- [GIVEN INSTRUCTION] Omit every picture and write out the rest of the records exactly.
==================================================
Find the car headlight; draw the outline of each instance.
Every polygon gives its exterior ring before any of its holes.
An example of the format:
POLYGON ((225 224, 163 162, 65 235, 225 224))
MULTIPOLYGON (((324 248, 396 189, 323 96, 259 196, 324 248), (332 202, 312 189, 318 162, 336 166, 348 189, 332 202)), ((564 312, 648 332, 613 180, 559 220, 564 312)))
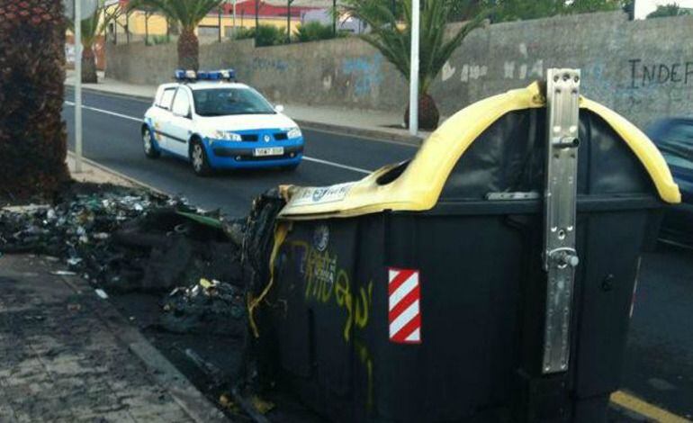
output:
POLYGON ((227 130, 216 130, 214 132, 215 140, 224 140, 227 141, 240 141, 242 139, 239 134, 234 132, 229 132, 227 130))
POLYGON ((303 134, 301 133, 301 130, 299 128, 292 128, 288 132, 286 132, 286 136, 288 138, 301 138, 302 135, 303 134))

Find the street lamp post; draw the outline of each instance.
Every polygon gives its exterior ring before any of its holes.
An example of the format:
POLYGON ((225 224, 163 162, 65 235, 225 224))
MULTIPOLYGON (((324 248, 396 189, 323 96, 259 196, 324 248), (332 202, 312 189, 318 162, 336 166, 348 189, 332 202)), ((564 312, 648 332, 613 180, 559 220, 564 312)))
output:
POLYGON ((82 2, 75 2, 75 172, 82 172, 82 2))
POLYGON ((286 43, 292 42, 292 3, 293 0, 286 0, 286 43))
POLYGON ((221 4, 219 5, 219 10, 217 11, 217 28, 219 29, 219 42, 221 42, 221 4))
POLYGON ((236 39, 238 35, 238 30, 236 29, 236 0, 233 0, 233 38, 236 39))
POLYGON ((418 26, 419 0, 411 0, 411 58, 410 63, 410 133, 418 133, 418 26))
POLYGON ((255 0, 255 47, 257 47, 257 30, 260 26, 260 0, 255 0))

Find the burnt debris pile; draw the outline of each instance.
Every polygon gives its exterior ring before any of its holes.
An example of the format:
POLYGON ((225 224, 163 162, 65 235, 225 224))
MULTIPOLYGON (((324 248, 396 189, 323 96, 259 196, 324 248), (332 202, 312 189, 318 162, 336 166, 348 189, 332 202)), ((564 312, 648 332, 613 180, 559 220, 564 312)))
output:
==================================================
- [RESULT]
Find the car headlight; draw the outline of each instance.
Every polygon gives its exterior ring before any of its holes.
An example of the format:
POLYGON ((225 224, 163 162, 65 235, 225 224))
MULTIPOLYGON (((324 248, 396 189, 323 96, 259 196, 324 248), (332 202, 312 189, 318 162, 336 166, 348 189, 332 202)), ((564 312, 648 332, 613 180, 559 220, 564 312)))
output:
POLYGON ((227 130, 216 130, 214 132, 215 140, 224 140, 227 141, 240 141, 242 139, 239 134, 234 132, 229 132, 227 130))
POLYGON ((303 134, 301 133, 301 130, 299 128, 292 128, 288 132, 286 132, 286 136, 288 138, 301 138, 302 135, 303 134))

Find the street lamp post; draw the outline of each instance.
Every polygon gives its exterior ring before any of its holes.
An example of the format:
POLYGON ((225 224, 163 162, 65 235, 225 224))
MULTIPOLYGON (((324 248, 396 189, 323 96, 259 196, 324 248), (332 202, 312 189, 318 162, 336 166, 348 189, 332 202)), ((564 312, 648 332, 613 180, 559 220, 564 312)))
output:
POLYGON ((82 2, 75 2, 75 172, 82 172, 82 2))
POLYGON ((286 43, 292 42, 292 3, 293 0, 286 0, 286 43))
POLYGON ((221 4, 219 5, 219 10, 217 11, 217 28, 219 29, 219 42, 221 42, 221 4))
POLYGON ((236 39, 238 35, 238 30, 236 29, 236 0, 233 0, 233 38, 236 39))
POLYGON ((418 26, 419 0, 411 0, 411 58, 410 63, 410 133, 418 133, 418 26))
POLYGON ((255 0, 255 47, 257 47, 257 30, 260 26, 260 0, 255 0))

Find the burnt debris pile; draw the outline of each instance.
Every polygon gives its exterior ring before any of its holes.
An example of the format:
POLYGON ((225 224, 163 162, 65 235, 225 224))
MULTIPOLYGON (((324 248, 396 189, 323 96, 259 196, 324 248), (332 202, 312 189, 318 162, 336 166, 348 189, 332 202)), ((564 312, 648 332, 613 180, 559 220, 564 312)))
output:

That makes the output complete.